**Work required:** Return a copy of every line in the records that includes the word "logo".

· · · · · · ·

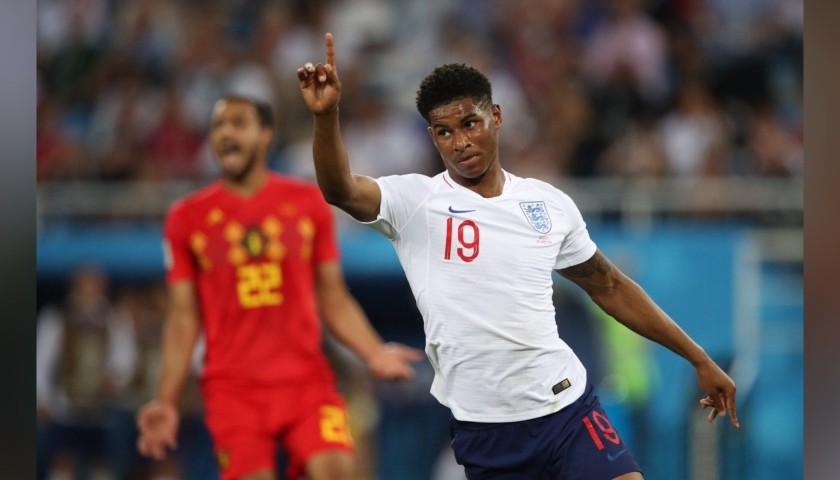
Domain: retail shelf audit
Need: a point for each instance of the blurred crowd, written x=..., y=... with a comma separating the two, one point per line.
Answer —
x=649, y=88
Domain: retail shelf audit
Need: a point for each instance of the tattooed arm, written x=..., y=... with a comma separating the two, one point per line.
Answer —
x=628, y=303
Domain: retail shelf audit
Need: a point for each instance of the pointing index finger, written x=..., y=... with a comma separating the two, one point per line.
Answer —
x=330, y=49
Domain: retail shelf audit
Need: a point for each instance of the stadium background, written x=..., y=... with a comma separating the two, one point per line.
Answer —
x=675, y=125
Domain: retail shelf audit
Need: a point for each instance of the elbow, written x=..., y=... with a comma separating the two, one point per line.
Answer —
x=337, y=194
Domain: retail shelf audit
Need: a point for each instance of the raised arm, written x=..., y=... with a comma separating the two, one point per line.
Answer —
x=158, y=420
x=320, y=87
x=344, y=318
x=627, y=302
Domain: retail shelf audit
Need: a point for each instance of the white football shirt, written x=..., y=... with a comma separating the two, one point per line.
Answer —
x=480, y=270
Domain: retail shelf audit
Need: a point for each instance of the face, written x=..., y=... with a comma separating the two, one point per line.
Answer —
x=467, y=138
x=239, y=140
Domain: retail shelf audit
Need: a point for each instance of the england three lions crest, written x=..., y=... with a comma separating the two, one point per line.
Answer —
x=537, y=216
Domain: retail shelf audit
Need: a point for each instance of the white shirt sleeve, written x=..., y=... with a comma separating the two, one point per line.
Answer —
x=577, y=247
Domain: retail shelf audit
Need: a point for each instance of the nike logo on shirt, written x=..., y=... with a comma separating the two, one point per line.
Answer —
x=452, y=210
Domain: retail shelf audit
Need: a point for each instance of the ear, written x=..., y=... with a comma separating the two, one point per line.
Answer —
x=266, y=136
x=496, y=113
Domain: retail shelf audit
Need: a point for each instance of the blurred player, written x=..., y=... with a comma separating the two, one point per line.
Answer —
x=252, y=261
x=478, y=246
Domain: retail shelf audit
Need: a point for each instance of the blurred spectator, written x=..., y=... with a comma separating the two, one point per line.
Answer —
x=628, y=48
x=85, y=355
x=695, y=134
x=637, y=153
x=775, y=151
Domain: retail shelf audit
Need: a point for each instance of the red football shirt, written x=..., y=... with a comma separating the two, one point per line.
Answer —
x=253, y=263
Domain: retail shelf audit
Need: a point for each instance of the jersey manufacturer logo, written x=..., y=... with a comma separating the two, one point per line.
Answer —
x=452, y=210
x=537, y=216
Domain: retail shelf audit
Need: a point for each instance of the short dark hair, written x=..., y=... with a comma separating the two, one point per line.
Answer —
x=264, y=111
x=449, y=82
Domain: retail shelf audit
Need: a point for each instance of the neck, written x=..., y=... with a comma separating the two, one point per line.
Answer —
x=489, y=184
x=249, y=184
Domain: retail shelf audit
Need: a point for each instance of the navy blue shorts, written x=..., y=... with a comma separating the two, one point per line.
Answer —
x=577, y=442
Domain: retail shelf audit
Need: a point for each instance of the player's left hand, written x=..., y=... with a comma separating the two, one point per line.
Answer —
x=393, y=362
x=720, y=392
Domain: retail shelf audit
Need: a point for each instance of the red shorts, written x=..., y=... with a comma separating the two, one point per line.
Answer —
x=247, y=423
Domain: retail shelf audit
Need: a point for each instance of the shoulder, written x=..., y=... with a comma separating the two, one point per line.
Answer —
x=411, y=181
x=535, y=185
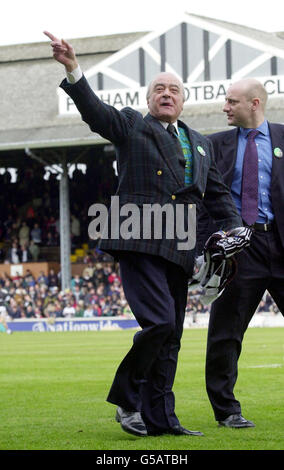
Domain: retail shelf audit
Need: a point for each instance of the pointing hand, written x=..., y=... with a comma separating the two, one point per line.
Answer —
x=63, y=52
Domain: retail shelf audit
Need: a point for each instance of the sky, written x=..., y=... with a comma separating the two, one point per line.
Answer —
x=23, y=21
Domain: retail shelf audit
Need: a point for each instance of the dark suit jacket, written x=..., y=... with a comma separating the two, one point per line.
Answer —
x=225, y=149
x=151, y=171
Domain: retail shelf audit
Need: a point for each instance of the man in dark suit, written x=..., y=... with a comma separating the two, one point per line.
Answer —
x=152, y=169
x=261, y=266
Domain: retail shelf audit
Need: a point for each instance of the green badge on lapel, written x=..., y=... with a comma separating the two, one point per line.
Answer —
x=278, y=152
x=201, y=150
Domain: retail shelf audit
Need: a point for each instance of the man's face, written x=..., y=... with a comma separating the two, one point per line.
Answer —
x=165, y=100
x=238, y=107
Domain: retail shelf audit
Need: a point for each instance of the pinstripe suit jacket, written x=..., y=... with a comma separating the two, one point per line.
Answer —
x=151, y=170
x=225, y=146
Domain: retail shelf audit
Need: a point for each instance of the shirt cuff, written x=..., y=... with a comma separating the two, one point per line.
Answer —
x=75, y=75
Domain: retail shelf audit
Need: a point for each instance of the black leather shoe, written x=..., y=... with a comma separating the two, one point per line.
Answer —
x=236, y=421
x=179, y=430
x=131, y=422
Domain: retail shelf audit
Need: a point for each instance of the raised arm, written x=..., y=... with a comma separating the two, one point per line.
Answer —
x=63, y=52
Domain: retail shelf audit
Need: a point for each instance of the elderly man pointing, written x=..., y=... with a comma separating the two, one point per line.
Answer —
x=160, y=161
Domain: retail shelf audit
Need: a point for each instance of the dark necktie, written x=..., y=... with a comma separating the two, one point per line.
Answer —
x=172, y=130
x=250, y=180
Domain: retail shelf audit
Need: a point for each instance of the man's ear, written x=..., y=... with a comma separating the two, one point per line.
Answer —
x=255, y=103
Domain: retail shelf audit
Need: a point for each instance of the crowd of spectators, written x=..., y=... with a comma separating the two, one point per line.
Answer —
x=29, y=220
x=96, y=292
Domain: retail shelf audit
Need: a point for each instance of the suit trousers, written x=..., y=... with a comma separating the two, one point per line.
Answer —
x=156, y=290
x=260, y=268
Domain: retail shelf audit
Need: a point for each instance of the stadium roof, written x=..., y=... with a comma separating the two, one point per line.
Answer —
x=30, y=115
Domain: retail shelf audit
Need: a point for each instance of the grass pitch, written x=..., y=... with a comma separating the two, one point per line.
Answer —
x=53, y=388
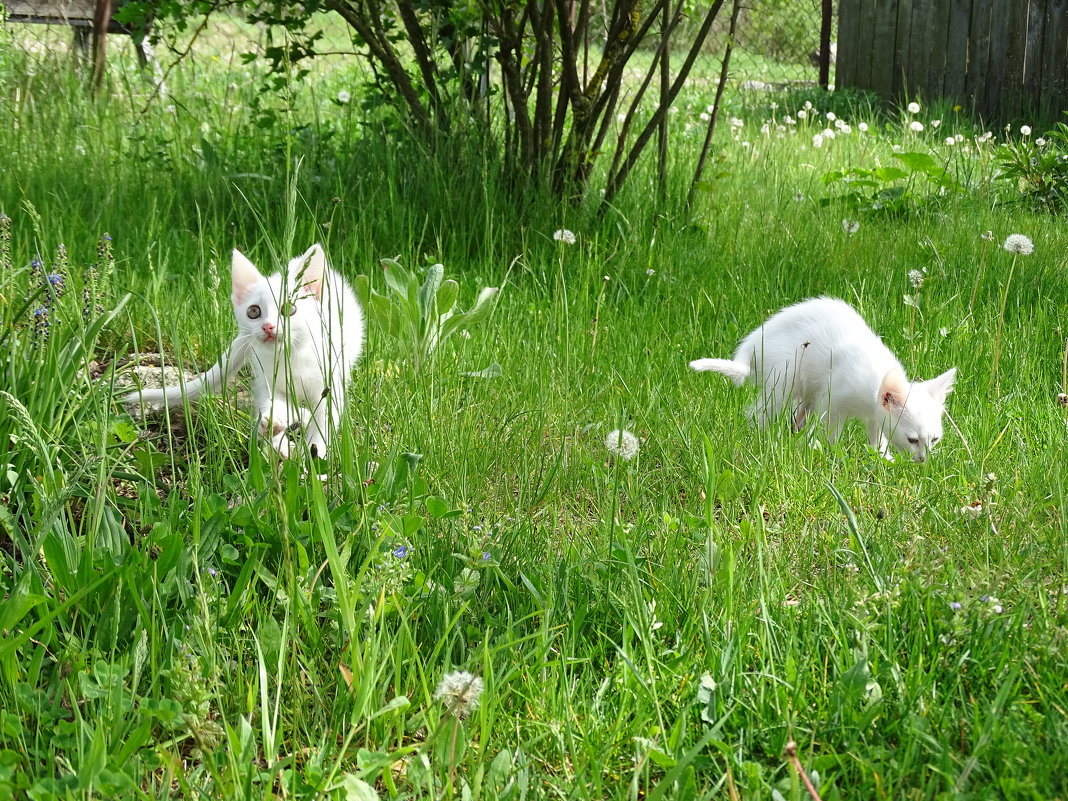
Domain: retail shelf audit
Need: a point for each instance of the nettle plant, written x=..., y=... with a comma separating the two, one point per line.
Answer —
x=1037, y=168
x=893, y=189
x=421, y=316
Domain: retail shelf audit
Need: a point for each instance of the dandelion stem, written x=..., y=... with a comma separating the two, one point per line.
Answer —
x=978, y=276
x=1001, y=320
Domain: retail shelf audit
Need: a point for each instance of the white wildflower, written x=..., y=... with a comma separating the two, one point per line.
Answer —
x=622, y=443
x=459, y=691
x=1019, y=244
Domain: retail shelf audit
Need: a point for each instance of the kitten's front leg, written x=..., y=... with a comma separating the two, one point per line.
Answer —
x=276, y=419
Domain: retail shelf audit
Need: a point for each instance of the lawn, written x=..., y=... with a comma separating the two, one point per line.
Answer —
x=185, y=616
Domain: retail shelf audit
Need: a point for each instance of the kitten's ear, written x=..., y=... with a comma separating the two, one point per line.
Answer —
x=893, y=390
x=244, y=276
x=939, y=388
x=310, y=269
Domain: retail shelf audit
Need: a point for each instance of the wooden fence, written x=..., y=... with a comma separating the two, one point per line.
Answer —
x=1002, y=59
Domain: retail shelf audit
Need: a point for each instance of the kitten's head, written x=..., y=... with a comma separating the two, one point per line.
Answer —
x=915, y=410
x=279, y=308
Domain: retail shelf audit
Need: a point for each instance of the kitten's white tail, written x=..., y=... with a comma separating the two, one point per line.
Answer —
x=210, y=380
x=735, y=371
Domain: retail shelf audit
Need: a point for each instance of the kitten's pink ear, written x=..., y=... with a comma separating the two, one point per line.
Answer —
x=939, y=388
x=310, y=269
x=893, y=390
x=244, y=276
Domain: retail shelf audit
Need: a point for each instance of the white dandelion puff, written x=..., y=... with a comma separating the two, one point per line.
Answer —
x=1019, y=244
x=622, y=443
x=459, y=691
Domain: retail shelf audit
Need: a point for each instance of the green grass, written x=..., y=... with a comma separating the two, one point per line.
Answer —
x=183, y=617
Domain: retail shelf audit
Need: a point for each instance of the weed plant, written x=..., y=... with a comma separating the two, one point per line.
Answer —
x=185, y=617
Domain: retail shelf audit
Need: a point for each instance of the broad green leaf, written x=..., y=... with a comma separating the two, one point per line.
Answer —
x=446, y=296
x=428, y=291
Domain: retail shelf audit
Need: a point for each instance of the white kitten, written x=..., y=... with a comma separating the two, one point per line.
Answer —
x=302, y=332
x=819, y=357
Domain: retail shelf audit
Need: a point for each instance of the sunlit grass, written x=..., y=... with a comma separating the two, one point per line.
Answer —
x=183, y=616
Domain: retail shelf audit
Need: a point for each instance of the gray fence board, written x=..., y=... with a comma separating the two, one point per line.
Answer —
x=1004, y=59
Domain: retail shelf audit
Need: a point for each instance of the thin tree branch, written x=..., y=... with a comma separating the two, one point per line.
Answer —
x=716, y=106
x=617, y=179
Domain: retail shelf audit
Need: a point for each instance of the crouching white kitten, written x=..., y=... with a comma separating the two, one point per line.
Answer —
x=301, y=331
x=819, y=357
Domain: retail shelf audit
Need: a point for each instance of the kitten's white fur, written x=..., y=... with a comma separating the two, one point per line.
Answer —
x=302, y=332
x=819, y=357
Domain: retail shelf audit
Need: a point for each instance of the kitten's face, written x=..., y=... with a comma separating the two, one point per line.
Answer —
x=916, y=414
x=917, y=427
x=270, y=310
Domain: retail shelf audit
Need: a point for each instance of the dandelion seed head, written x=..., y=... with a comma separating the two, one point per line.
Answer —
x=1019, y=244
x=459, y=691
x=622, y=443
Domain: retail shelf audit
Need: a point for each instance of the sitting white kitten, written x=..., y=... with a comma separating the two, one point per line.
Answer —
x=302, y=332
x=821, y=358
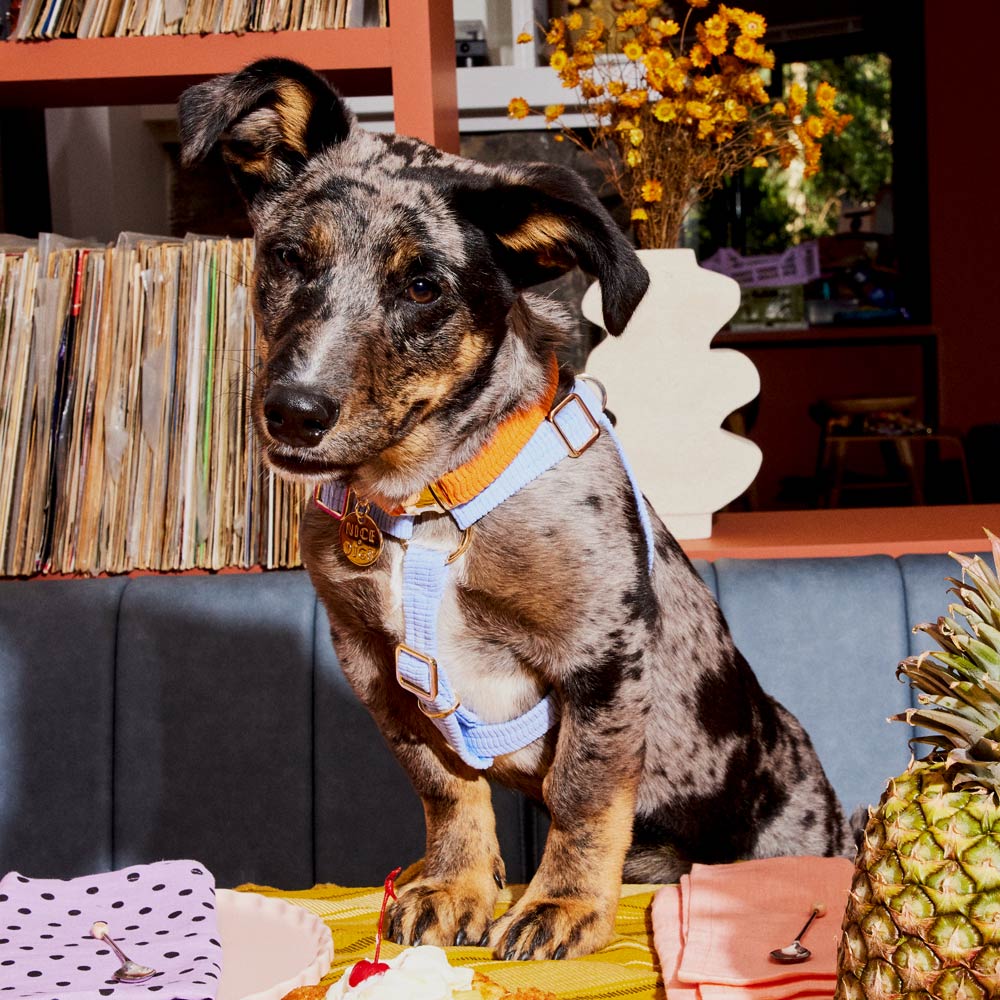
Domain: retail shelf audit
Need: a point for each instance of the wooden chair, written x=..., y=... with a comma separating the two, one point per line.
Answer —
x=850, y=424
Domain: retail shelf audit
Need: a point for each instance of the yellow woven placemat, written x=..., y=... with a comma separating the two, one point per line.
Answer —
x=627, y=967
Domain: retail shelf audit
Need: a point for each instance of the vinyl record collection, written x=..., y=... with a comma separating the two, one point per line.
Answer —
x=125, y=435
x=39, y=19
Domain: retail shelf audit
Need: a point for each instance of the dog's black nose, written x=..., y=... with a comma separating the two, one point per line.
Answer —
x=298, y=417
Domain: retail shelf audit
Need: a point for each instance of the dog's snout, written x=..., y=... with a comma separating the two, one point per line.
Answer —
x=298, y=417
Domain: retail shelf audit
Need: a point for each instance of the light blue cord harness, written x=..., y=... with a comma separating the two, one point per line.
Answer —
x=571, y=427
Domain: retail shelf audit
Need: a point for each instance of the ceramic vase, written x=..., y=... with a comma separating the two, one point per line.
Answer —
x=670, y=391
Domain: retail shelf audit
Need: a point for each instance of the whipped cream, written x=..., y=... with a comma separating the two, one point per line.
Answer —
x=420, y=973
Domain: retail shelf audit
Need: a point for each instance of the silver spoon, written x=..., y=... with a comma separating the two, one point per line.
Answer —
x=130, y=972
x=796, y=951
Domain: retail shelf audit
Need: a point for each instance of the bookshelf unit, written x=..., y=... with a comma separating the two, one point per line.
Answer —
x=414, y=58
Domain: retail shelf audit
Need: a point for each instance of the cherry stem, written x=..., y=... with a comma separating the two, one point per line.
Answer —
x=388, y=893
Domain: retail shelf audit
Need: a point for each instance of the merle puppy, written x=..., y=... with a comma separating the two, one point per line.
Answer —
x=398, y=344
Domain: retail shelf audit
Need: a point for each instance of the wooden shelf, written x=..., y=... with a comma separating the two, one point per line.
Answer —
x=893, y=531
x=414, y=59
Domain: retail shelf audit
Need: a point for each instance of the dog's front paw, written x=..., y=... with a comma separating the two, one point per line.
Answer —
x=428, y=911
x=545, y=927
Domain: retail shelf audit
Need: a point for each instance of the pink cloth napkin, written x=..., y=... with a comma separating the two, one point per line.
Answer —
x=161, y=915
x=714, y=932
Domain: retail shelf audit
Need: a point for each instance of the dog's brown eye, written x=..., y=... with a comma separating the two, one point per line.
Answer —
x=422, y=291
x=290, y=258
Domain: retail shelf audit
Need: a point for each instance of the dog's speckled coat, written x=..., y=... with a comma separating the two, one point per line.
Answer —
x=390, y=283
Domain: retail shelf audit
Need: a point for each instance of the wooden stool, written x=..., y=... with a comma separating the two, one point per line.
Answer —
x=846, y=423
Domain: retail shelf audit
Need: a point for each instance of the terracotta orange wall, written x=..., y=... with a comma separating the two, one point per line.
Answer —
x=964, y=209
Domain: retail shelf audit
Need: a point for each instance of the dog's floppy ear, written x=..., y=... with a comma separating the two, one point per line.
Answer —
x=268, y=119
x=545, y=221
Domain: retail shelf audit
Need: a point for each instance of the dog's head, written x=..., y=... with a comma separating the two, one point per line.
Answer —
x=387, y=274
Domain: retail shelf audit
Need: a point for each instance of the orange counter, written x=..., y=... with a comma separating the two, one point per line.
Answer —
x=890, y=531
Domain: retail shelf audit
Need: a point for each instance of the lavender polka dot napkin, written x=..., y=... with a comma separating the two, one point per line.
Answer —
x=161, y=915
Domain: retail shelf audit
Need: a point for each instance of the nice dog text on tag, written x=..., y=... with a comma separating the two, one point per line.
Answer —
x=360, y=539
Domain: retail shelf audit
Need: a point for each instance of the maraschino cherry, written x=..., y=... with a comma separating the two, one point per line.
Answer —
x=364, y=969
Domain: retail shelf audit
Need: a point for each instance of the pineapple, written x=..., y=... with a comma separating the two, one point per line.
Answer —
x=923, y=917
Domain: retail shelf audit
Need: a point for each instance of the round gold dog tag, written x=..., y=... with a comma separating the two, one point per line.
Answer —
x=360, y=538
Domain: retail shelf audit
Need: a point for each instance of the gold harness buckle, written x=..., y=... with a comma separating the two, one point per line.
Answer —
x=595, y=426
x=431, y=693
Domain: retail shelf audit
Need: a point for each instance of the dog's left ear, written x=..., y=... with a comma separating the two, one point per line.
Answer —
x=545, y=221
x=268, y=119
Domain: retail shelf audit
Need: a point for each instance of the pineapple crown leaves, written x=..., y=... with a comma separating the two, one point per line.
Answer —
x=959, y=683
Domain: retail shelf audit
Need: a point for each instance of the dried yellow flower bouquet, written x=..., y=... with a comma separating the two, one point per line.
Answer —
x=683, y=105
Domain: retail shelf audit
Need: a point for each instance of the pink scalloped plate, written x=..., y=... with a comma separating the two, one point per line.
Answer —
x=269, y=947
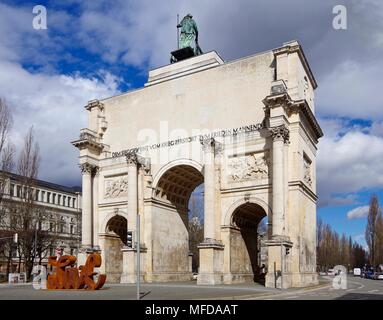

· · · · · · ·

**Written response:**
Need: a point for each instance of the nike logo on shirt, written x=..., y=... with a comma separating the two, one point per line.
Need: a point for each instance of the jersey manufacturer logo, written x=..., y=... with a comma separating the two, one point per line.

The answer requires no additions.